(What you have to do): Reproduce the material verbatim from the line containing "Segment man's ear." up to and including the line containing "[217, 138, 230, 157]", and output nothing else.

══ Dataset content ══

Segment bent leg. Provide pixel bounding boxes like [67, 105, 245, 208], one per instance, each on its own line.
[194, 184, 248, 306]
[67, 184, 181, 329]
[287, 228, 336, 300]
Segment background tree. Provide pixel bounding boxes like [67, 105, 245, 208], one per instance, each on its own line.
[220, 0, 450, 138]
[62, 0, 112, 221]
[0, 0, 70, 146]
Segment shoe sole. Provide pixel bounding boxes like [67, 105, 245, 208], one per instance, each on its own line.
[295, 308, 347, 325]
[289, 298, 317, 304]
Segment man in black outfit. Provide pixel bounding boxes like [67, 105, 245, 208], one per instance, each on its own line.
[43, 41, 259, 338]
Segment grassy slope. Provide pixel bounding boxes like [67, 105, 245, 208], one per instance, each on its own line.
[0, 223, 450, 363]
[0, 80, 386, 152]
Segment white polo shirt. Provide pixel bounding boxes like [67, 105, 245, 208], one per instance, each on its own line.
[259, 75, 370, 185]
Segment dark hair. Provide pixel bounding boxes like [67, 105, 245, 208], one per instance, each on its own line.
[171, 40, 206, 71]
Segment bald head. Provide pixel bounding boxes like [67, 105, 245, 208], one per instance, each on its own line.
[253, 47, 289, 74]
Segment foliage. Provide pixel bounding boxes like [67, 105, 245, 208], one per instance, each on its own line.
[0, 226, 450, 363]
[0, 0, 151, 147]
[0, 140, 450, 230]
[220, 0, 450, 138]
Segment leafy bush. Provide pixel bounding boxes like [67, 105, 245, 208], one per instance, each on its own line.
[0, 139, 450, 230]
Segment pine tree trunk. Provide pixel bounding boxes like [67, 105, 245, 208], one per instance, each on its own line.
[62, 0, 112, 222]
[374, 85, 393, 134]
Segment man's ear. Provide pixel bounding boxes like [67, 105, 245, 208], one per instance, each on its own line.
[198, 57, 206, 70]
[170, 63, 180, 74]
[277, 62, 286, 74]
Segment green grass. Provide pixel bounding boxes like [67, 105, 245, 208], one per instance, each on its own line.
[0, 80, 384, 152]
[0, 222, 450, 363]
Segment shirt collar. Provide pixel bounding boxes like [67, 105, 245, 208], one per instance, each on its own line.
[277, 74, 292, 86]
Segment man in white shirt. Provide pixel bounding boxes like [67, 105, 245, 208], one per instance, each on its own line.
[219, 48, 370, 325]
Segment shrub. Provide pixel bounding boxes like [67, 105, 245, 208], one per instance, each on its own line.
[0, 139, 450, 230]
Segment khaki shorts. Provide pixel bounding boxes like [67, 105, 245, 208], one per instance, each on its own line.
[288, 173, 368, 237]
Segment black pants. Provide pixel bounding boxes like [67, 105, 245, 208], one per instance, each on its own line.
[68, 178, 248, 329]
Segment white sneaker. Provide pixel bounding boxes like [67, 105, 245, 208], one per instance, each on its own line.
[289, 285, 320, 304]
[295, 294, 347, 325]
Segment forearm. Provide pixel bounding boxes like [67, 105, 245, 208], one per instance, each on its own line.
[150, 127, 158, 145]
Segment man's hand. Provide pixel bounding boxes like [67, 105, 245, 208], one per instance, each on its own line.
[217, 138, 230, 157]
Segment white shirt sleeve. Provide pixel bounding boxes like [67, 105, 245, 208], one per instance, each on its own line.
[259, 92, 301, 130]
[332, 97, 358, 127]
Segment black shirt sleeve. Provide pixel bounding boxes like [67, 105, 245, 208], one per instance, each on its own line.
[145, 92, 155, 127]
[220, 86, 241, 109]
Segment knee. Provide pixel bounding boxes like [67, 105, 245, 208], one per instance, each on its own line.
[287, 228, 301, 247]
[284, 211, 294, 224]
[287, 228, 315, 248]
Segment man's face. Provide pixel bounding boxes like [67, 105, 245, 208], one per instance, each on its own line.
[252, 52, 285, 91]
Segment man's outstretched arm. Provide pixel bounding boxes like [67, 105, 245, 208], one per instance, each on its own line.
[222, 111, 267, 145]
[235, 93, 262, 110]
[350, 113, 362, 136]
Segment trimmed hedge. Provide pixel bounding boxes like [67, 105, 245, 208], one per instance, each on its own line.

═══

(Task response):
Segment man's ear. Provide pixel bounding boxes like [67, 105, 245, 208], one per instance, each on its own line.
[198, 57, 206, 70]
[170, 63, 180, 74]
[277, 62, 286, 74]
Segment green grass. Provide pixel bounding boxes like [67, 105, 245, 208], one per instance, each on its own line.
[0, 80, 384, 152]
[0, 222, 450, 363]
Segment shirt collar. Provide pixel bounding boxes like [67, 105, 245, 208], one per instance, each on its own line.
[277, 74, 292, 86]
Segment man in white shirt. Provide pixel bounding boxes like [67, 105, 245, 208], one per instance, each on its own line.
[219, 48, 370, 325]
Segment shrub. Provide pixel bounding boxes like [67, 105, 245, 208], one per instance, each on its own line.
[0, 139, 450, 230]
Segment khaki shorts. Provide pixel bounding boxes like [67, 105, 245, 208], one per instance, each on its own line.
[288, 173, 368, 237]
Segment black pants. Provide pixel bounding boxes like [67, 105, 245, 208], one per instance, each on its own line.
[68, 178, 248, 329]
Segment white sneaker. Provide pixel bounding boxes like [67, 105, 245, 208], one per instance, each on its own line.
[289, 285, 320, 304]
[295, 294, 347, 325]
Segment forearm. Provide pixel bounding boxes like [67, 105, 245, 208], one per instance, each on its own line.
[150, 127, 158, 145]
Segment man's hand. Provide pixel bounding boxes like [67, 105, 245, 208], one per instance, each on its own line.
[217, 138, 230, 157]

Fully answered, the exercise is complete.